Tasks for this exercise:
A - Copy the statement on wolf delisting word for word, from "These concerns, and" to "State of Wisconsin.".
B - Condense the paragraph of the statement on wolf delisting that begins "This issue is not new to me" into a short bulleted list that keeps its main facts.
C - Write the next part of the statement on wolf delisting, starting after its final sentence.

I have heard the voices of Wisconsinites who have real concerns about the increasing threat of our state’s growing wolf population. Farmers have found livestock injured and killed by wolves that are straying closer to their herds than in previous years. Families have lost pets. Parents have decided it’s no longer safe to let their kids play where they normally do.
These concerns, and the expertise of wildlife science, tell us we should take on the gray wolf problem in our state by acting again to delist the wolf from the Endangered Species List and pass management of the wolf back to the State of Wisconsin.
This issue is not new to me and I have been working across party lines on it for many years. In 2011, prior to being elected to the Senate, when I represented South Central Wisconsin in the House of Representatives, biologists at the Fish and Wildlife Service concluded that the gray wolf population in the Great Lakes states had successfully recovered in Wisconsin. I applauded this decision and urged prompt delisting from the Endangered Species List and a return to state management, which was finalized with the full delisting of the wolf in December 2011. This was the right call then, just as it is today.

Provided records:

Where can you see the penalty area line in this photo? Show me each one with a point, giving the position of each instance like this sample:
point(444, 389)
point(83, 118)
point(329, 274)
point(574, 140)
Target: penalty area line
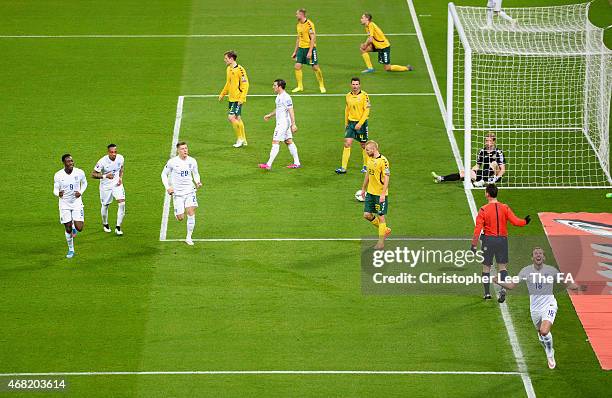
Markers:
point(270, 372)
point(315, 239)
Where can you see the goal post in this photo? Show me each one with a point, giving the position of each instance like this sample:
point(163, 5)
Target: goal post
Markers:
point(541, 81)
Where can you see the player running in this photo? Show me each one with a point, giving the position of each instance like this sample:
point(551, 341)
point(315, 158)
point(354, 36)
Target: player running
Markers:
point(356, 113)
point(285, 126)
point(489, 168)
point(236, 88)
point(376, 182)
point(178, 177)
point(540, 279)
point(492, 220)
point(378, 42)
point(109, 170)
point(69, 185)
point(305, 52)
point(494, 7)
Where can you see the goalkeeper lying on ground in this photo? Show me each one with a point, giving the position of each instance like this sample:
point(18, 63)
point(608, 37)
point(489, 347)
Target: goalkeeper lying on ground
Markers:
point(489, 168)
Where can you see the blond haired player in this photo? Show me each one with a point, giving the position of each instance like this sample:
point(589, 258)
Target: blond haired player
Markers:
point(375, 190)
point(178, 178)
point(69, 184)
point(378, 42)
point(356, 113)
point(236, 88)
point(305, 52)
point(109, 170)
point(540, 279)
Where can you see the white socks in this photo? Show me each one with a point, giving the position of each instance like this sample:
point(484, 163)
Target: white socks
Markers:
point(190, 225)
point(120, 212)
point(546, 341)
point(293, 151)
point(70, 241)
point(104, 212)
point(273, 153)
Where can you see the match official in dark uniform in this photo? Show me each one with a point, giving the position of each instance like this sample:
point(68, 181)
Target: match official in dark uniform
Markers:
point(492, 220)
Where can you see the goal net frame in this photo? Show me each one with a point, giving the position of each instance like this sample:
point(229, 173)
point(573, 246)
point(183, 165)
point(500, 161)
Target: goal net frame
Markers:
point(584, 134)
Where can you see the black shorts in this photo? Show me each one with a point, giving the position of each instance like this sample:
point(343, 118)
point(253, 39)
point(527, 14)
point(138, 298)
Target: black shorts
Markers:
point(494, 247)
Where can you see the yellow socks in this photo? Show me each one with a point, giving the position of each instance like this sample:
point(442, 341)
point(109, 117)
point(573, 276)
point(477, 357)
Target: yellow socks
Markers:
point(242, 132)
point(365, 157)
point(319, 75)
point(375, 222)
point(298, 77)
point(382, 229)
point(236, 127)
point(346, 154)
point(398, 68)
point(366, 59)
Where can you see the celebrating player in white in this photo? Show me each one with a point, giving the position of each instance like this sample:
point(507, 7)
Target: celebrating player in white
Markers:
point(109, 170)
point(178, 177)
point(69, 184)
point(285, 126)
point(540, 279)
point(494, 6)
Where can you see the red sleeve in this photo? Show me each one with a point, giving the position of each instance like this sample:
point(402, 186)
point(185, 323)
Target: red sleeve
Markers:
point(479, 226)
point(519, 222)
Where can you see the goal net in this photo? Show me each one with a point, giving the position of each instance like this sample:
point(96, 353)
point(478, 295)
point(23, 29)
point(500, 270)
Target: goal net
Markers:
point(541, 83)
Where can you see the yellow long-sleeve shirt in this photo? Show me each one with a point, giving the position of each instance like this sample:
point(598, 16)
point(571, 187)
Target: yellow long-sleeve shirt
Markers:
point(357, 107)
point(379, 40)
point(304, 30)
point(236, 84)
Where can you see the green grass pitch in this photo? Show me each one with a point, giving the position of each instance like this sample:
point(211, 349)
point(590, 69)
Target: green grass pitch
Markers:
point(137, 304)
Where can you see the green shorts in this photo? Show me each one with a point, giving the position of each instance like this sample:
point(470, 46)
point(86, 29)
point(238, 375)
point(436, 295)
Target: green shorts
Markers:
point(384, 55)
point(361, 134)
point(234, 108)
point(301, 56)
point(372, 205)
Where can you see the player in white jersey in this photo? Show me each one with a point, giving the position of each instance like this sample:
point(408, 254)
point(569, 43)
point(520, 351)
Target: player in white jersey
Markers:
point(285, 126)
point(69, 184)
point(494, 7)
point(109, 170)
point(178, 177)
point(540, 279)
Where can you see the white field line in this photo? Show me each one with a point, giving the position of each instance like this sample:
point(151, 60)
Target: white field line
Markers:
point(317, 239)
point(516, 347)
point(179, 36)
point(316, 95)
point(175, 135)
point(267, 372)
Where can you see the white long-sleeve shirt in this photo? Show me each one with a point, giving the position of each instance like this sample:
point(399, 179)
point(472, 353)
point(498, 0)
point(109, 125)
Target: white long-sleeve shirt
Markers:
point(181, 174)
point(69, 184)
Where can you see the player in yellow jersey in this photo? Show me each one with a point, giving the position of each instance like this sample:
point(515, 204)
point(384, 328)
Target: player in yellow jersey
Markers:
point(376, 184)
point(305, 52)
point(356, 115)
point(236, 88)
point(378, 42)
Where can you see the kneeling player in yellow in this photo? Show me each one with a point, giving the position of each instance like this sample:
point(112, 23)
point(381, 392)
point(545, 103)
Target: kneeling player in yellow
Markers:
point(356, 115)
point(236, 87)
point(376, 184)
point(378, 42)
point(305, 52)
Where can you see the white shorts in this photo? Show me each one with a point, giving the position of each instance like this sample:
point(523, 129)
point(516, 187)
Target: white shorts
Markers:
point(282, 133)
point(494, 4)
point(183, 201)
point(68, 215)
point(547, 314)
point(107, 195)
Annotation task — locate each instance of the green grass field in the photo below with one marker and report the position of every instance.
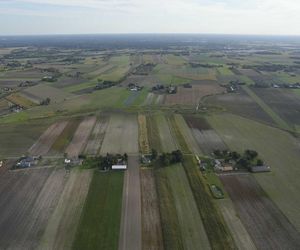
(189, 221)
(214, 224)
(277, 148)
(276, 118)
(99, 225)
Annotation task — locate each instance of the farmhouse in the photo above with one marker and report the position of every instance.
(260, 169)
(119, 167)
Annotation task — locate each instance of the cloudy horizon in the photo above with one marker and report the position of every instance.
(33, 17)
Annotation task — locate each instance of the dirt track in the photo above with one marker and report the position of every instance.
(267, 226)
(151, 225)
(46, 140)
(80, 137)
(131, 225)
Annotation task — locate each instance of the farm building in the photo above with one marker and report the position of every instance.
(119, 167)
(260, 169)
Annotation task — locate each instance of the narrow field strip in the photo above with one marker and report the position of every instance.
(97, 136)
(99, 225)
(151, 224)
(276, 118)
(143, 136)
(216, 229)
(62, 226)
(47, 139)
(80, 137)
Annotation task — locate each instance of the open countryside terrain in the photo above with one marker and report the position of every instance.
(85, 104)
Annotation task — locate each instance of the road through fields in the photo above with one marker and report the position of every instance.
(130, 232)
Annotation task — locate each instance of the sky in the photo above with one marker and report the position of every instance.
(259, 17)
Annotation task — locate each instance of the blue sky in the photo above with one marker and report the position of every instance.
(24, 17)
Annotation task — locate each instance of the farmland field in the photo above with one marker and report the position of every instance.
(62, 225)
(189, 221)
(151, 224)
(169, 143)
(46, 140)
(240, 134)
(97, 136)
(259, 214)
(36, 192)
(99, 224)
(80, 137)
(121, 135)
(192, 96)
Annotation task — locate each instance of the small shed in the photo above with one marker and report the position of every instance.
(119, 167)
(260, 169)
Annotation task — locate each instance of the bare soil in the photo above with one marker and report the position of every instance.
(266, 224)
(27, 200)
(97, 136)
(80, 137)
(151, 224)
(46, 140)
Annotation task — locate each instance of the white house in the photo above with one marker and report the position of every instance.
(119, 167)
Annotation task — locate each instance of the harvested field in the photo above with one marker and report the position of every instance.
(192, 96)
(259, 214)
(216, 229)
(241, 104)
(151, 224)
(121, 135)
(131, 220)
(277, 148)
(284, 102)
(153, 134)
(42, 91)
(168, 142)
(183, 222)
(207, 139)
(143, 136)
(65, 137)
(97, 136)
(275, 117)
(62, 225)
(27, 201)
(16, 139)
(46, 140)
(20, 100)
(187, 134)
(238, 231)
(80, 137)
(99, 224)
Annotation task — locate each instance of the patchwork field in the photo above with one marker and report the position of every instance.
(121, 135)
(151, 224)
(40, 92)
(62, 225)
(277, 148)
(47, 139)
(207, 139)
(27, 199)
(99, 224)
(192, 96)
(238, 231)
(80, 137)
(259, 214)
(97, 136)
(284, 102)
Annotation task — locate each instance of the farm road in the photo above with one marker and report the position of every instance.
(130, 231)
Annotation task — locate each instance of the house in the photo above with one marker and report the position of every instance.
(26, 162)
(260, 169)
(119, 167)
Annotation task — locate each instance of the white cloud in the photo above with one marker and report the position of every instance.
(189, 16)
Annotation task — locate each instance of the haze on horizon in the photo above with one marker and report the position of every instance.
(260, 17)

Answer list:
A -
These concerns, and the expertise of wildlife science, tell us we should take on the gray wolf problem in our state by acting again to delist the wolf from the Endangered Species List and pass management of the wolf back to the State of Wisconsin.

B -
- The author has worked across party lines on this issue for many years.
- In 2011, the author represented South Central Wisconsin in the House, before being elected to the Senate.
- That year, Fish and Wildlife Service biologists concluded that the gray wolf population in the Great Lakes states had recovered in Wisconsin.
- The author applauded the decision and urged prompt delisting and a return to state management.
- Full delisting was finalized in December 2011.
- The author holds that it was the right call then and still is today.

C -
The Endangered Species Act plays a critical role in saving species from the brink of extinction, and when it does, we must acknowledge we have succeeded in restoring wildlife populations by delisting them. According to both federal and state wildlife biologists, this goal has been achieved. Wisconsin wolf populations were estimated at 815-880 animals in 2012, the year following delisting. This is far above the population of 100 that the 1992 Recovery Plan for the Eastern Timber Wolf set as a minimum number of animals necessary to sustain a recovered population.
Since the wolf was relisted as endangered following a court decision in late 2015, the wolf population has grown substantially in Wisconsin, and the most recent counts estimate a population of more than 900 animals. This large population is leading to increased conflicts between humans and wolves. Families are worried about their ability to stay safe, farmers report livestock losses and declines in dairy productivity from stressed cows, and pets have been killed by wolves that are straying closer to yards, farms, and towns. In addition, sportsmen and wildlife enthusiasts report declines in the population of deer, elk, and other wildlife. The wolf has recovered, and we must manage it as such, both for the safety and economic well-being of Wisconsinites and the balance of our environment.
Delisting the wolf should not mean removing it from the landscape, but restoring a greater balance in rural communities. Many Wisconsinites have deeply felt beliefs about how the wolf population should be managed, and the health of the wolf population is of unique significance to Native American Tribes. I believe those debates deserve thoughtful and careful consideration by state and tribal wildlife experts, following a federal delisting.
I was elected to represent the entire state of Wisconsin and I know full well that means hearing the voices of all and balancing the divisions that often exist on issues.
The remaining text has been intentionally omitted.